Central African Republic
Explosion, stampede kill 29 children
An explosion and the stampede that followed killed at least 29 schoolchildren and injured more than 250 at a high school in Central African Republic’s capital city, authorities said Thursday.
The explosion occurred Wednesday at the Barthelemy Boganda High School in Bangui when power was being restored to an electrical transformer within the school premises after it malfunctioned, according to the country’s Ministry of National Education.
Most of the victims died at the scene after the explosion resulted in a stampede while others were confirmed dead at the hospital, the Ministry of Health said in a statement. At least 260 students were injured and being treated in various hospitals, the ministry said.
University president under pressure from DOJ to resign
The Trump administration has demanded privately that the University of Virginia oust its president to help resolve a Justice Department investigation into the school’s diversity, equity and inclusion efforts, according to three people briefed on the matter.
The extraordinary condition the Justice Department has put on the school demonstrates that President Donald Trump’s bid to shift the ideological tilt of the higher education system, which he views as hostile to conservatives, is more far-reaching than previously understood.
The Justice Department has contended to the university that the president, James E. Ryan, has not dismantled the school’s diversity, equity and inclusion programs and misrepresented the steps taken to end them.
Justice Department says Trump plans to deport Abrego Garcia
Less than three weeks after Kilmar Abrego Garcia was brought back from a wrongful deportation to El Salvador to face criminal charges in the United States, the Trump administration has indicated that it planned to deport him again — this time to a different country.
Jonathan Guynn, a Justice Department lawyer, acknowledged to a judge that there were “no imminent plans” to remove Abrego Garcia. Still, the assertion that the administration intends to redeport a man who was just returned to the country after being indicted raised questions about the charges the Justice Department filed against him.
In court on Sunday, Justice Department lawyers seemed to indicate there was tension between them and their colleagues at the Department of Homeland Security, who they said might seek to deport the defendant “in the near future.”
Trump threatens to sue New York Times, CNN over reporting
President Donald Trump has threatened to sue The New York Times and CNN for publishing articles about a preliminary intelligence report that said the American attack on Iran had set back the country’s nuclear program by only a few months.
In a letter to the Times, a personal lawyer for the president said the newspaper’s article had damaged Trump’s reputation and demanded that the news organization “retract and apologize for” the piece, which the letter described as “false,” “defamatory” and “unpatriotic.”
The Times, in a response Thursday, rejected Trump’s demands, noting Trump administration officials had confirmed the existence of the report, issued by the Defense Intelligence Agency, and its findings. “No retraction is needed,” the paper’s lawyer, David McCraw, wrote in a letter.

Point-per-instance localization data

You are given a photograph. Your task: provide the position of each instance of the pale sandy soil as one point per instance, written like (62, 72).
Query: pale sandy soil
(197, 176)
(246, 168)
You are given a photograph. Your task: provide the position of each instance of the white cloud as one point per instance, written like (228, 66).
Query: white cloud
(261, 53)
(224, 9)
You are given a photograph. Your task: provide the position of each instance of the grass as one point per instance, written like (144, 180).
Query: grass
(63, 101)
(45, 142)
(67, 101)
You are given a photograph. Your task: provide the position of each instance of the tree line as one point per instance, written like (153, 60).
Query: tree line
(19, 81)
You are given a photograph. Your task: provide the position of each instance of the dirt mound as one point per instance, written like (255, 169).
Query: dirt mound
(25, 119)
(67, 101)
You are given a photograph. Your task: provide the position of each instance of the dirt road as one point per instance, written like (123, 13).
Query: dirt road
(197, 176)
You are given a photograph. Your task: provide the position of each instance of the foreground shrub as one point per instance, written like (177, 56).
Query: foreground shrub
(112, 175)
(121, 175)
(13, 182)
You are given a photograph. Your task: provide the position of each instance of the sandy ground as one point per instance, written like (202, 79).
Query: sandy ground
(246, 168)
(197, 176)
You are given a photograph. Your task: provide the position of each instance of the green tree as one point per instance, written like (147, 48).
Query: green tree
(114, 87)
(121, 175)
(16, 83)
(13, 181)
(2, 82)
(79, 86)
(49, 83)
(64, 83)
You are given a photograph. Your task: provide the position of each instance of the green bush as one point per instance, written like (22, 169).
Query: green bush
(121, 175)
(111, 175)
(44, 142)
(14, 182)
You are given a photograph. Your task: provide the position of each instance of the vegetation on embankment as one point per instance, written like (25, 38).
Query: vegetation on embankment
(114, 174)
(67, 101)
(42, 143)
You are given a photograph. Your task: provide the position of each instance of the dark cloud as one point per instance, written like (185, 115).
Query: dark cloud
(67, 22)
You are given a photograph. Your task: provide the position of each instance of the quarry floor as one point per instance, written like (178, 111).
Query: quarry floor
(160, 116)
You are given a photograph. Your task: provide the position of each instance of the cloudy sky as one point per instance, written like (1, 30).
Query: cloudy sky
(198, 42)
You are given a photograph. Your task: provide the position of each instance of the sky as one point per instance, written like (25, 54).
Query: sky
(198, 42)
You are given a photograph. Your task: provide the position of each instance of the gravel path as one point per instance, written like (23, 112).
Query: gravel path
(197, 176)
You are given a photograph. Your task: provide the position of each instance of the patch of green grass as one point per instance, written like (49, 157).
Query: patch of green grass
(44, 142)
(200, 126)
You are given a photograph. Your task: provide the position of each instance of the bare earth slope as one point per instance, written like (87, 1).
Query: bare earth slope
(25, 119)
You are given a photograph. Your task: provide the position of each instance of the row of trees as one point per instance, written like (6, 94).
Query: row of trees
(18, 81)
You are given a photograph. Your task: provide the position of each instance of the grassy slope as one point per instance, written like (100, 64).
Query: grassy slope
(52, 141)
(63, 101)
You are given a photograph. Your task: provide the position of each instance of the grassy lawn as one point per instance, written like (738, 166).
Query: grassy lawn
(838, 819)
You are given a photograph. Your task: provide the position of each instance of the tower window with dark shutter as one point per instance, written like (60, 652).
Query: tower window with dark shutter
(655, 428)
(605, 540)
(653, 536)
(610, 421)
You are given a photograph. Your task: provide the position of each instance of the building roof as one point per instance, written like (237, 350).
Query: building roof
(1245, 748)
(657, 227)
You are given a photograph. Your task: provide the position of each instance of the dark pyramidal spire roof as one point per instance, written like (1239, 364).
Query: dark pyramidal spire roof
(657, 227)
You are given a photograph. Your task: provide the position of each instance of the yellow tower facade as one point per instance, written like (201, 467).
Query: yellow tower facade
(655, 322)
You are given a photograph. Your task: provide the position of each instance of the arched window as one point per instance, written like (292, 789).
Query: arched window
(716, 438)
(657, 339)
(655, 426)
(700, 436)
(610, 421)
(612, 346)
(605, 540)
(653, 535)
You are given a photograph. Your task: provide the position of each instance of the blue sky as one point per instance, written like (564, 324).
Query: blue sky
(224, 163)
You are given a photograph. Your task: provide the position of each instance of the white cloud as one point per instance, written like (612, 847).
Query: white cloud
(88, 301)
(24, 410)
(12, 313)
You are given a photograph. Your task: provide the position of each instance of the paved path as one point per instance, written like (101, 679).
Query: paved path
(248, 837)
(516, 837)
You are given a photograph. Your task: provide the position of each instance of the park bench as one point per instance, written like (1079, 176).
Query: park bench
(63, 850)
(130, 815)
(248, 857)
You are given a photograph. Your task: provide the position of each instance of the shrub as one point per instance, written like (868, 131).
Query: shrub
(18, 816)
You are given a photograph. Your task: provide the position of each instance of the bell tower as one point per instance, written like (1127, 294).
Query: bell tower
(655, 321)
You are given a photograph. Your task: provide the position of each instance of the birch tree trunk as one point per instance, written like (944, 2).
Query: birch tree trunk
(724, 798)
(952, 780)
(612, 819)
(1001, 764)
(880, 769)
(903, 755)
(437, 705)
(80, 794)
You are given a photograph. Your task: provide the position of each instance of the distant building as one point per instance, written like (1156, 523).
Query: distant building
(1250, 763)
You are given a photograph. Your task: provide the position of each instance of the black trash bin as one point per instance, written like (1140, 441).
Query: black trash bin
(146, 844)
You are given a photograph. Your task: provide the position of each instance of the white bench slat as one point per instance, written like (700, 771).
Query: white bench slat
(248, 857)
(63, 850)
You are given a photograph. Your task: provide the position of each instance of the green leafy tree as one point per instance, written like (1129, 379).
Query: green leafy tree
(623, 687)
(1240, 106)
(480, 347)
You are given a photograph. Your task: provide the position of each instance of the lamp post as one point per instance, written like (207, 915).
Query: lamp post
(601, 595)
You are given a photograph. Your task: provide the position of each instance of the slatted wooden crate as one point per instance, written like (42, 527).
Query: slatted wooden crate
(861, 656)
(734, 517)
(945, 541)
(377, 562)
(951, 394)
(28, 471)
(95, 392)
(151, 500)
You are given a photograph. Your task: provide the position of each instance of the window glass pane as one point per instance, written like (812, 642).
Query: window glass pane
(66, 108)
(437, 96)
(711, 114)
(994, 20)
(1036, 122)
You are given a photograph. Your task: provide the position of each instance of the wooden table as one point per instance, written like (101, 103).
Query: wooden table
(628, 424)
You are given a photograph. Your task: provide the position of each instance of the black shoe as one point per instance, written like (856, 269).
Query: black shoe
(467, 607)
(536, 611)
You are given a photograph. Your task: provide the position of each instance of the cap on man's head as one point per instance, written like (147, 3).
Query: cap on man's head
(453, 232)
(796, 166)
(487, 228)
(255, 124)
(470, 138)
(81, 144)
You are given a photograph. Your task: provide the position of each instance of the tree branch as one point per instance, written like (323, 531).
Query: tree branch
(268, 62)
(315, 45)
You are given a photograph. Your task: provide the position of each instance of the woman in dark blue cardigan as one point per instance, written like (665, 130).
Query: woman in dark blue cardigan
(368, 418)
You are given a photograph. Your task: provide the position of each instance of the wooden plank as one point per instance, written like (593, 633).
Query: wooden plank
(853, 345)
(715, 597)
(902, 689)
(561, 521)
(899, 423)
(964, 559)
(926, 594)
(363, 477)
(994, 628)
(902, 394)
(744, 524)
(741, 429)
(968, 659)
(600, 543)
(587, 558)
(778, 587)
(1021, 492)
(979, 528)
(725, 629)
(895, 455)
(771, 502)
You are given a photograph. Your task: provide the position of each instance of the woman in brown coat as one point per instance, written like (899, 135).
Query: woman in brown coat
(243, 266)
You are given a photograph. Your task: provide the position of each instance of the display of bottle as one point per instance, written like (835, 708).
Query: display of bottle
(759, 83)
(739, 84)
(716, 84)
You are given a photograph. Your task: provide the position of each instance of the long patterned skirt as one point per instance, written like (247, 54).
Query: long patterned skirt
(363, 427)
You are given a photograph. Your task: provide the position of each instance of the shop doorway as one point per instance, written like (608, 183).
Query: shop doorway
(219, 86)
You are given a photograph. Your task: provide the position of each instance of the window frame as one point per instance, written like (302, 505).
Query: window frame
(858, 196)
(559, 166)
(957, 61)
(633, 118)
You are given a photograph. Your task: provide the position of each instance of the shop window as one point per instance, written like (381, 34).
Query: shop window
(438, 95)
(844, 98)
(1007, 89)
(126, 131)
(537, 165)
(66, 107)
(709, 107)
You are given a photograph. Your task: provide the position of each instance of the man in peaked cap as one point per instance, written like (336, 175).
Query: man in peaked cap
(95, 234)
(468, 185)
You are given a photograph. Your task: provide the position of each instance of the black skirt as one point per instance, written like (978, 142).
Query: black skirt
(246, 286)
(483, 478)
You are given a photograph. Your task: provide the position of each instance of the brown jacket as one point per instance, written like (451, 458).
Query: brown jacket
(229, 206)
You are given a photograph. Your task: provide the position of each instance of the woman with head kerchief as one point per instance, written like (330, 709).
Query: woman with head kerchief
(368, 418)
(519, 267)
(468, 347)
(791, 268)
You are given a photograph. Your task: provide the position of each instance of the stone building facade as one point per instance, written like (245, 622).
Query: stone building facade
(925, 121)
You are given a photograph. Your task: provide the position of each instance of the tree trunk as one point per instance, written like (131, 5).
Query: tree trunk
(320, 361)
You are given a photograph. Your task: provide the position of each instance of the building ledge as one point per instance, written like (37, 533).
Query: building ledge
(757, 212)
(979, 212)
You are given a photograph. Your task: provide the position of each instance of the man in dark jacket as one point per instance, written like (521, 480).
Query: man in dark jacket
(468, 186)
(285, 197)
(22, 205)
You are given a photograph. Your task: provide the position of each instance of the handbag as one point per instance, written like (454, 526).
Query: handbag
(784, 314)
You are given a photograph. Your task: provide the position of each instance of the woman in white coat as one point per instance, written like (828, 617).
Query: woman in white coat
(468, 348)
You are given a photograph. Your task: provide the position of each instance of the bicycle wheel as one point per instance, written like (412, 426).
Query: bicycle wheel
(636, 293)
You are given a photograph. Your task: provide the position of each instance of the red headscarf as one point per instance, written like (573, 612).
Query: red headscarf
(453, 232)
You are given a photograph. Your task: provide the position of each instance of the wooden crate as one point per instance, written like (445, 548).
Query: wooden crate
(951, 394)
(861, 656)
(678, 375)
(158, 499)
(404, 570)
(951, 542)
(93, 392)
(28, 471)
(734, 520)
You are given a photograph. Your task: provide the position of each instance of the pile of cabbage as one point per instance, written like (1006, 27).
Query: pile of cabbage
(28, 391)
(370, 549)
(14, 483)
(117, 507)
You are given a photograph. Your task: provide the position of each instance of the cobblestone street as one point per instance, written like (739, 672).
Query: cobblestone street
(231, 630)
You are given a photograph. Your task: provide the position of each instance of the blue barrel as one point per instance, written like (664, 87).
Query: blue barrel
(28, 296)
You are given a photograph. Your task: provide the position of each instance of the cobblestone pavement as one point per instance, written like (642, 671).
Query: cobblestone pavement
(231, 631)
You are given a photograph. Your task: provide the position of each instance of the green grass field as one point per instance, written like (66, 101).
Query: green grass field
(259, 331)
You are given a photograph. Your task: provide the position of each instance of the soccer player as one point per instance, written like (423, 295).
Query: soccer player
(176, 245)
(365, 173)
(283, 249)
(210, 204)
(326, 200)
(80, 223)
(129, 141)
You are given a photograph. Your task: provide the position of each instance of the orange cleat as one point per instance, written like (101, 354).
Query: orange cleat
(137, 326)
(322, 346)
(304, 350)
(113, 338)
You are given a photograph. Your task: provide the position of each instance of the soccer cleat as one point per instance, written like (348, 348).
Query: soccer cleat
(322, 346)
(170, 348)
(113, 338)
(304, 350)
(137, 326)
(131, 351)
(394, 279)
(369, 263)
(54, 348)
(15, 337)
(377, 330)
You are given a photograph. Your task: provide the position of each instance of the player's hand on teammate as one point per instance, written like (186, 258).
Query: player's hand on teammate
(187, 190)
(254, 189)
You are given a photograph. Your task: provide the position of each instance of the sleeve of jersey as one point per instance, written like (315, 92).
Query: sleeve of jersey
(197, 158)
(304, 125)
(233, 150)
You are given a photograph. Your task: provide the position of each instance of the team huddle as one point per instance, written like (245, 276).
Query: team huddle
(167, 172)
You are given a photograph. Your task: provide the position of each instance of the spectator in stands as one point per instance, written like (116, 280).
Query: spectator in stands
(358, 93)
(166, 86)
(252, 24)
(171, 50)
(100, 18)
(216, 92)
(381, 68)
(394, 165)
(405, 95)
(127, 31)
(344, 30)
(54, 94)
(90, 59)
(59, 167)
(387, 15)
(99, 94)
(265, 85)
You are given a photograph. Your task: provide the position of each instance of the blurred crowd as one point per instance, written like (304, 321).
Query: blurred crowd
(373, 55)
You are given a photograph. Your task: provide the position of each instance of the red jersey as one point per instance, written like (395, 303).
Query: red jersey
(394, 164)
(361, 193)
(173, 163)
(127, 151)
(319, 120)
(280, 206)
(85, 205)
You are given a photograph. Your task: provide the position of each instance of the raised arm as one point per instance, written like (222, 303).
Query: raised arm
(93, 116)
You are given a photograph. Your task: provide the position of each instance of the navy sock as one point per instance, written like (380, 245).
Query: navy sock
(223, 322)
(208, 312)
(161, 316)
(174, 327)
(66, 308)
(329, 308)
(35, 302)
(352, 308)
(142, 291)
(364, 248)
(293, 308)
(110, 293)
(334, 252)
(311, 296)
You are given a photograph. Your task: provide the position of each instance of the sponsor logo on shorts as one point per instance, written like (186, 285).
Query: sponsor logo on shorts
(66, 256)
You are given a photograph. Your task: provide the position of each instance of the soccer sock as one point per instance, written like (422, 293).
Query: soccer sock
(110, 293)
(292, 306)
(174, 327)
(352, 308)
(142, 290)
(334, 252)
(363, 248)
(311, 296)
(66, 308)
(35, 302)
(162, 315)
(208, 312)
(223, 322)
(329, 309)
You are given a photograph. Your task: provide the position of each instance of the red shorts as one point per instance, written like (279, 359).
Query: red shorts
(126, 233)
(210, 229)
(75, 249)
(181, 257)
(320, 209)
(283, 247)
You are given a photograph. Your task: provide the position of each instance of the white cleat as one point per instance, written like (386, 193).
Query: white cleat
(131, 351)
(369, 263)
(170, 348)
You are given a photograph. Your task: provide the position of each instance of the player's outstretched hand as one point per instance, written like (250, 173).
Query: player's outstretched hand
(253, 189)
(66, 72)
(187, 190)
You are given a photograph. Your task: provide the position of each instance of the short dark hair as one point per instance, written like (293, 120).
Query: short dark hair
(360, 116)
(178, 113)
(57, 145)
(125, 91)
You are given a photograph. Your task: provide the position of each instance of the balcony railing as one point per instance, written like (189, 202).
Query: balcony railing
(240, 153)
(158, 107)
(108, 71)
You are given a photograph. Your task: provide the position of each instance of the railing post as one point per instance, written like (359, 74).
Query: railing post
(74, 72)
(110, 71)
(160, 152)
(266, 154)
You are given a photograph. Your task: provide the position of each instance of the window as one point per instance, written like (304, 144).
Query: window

● **Problem set**
**1)** Answer these questions from the news briefs:
(a) At which school did the explosion take place?
(b) Who is the president of the University of Virginia?
(c) Which lawyer wrote "No retraction is needed" on behalf of the Times?
**2)** Rewrite the news briefs from "The extraordinary condition" to "than previously understood.", switching "higher education system" to "university system".
**3)** Continue the news briefs from the point where they stop.

● **Answers by item number**
**1)**
(a) The Barthelemy Boganda High School in Bangui.
(b) James E. Ryan.
(c) David McCraw.

**2)**
The extraordinary condition the Justice Department has put on the school demonstrates that President Donald Trump’s bid to shift the ideological tilt of the university system, which he views as hostile to conservatives, is more far-reaching than previously understood.

**3)**
“No apology will be forthcoming,” he added. “We told the truth to the best of our ability. We will continue to do so.”
ISS gets astronauts from India, Poland and Hungary
The first astronauts in more than 40 years from India, Poland and Hungary arrived at the International Space Station on Thursday, ferried there by SpaceX on a private flight.
The crew includes India’s Shubhanshu Shukla, a pilot in the Indian Air Force; Hungary’s Tibor Kapu, a mechanical engineer; and Poland’s Slawosz Uznanski-Wisniewski, a radiation expert and one of the European Space Agency’s project astronauts on temporary flight duty.
No one has ever visited the International Space Station from those countries before.
The last time anyone rocketed into orbit from those countries was in the late 1970s and 1980s, traveling with the Soviets.
Judge blocks age verification law, citing free speech
Georgia has become the latest state where a federal judge has blocked a law requiring age verification for social media accounts.
As in seven other states where such laws have been blocked, a federal judge ruled Thursday that the Georgia law infringes on free speech rights.
The ruling by U.S. District Judge Amy Totenberg means that the Georgia measure, which passed in 2024, won’t take effect next week as scheduled.
Instead, Totenberg granted a preliminary injunction blocking the law until there’s a full ruling on the issue.
Georgia’s law would require some social media providers to take “commercially reasonable” steps to verify a user’s age and require children younger than 16 to get parental permission for accounts.
Schifrin, composer of ‘Mission: Impossible’ theme, dies at 93
Lalo Schifrin, the composer who wrote the endlessly catchy theme for “Mission: Impossible” and more than 100 other arrangements for film and television, died Thursday. He was 93.
Schifrin died from complications from pneumonia at his home in Los Angeles.
The Argentine won four Grammys and was nominated for six Oscars, including five for original score for “Cool Hand Luke,” “The Fox,” “Voyage of the Damned,” “The Amityville Horror” and “The Sting II.”
“Every movie has its own personality. There are no rules to write music for movies,” Schifrin told The AP in 2018.
He also wrote the finale musical performance for the World Cup championship in Italy in 1990, in which the Three Tenors — Plácido Domingo, Luciano Pavarotti and José Carreras — sang together for the first time.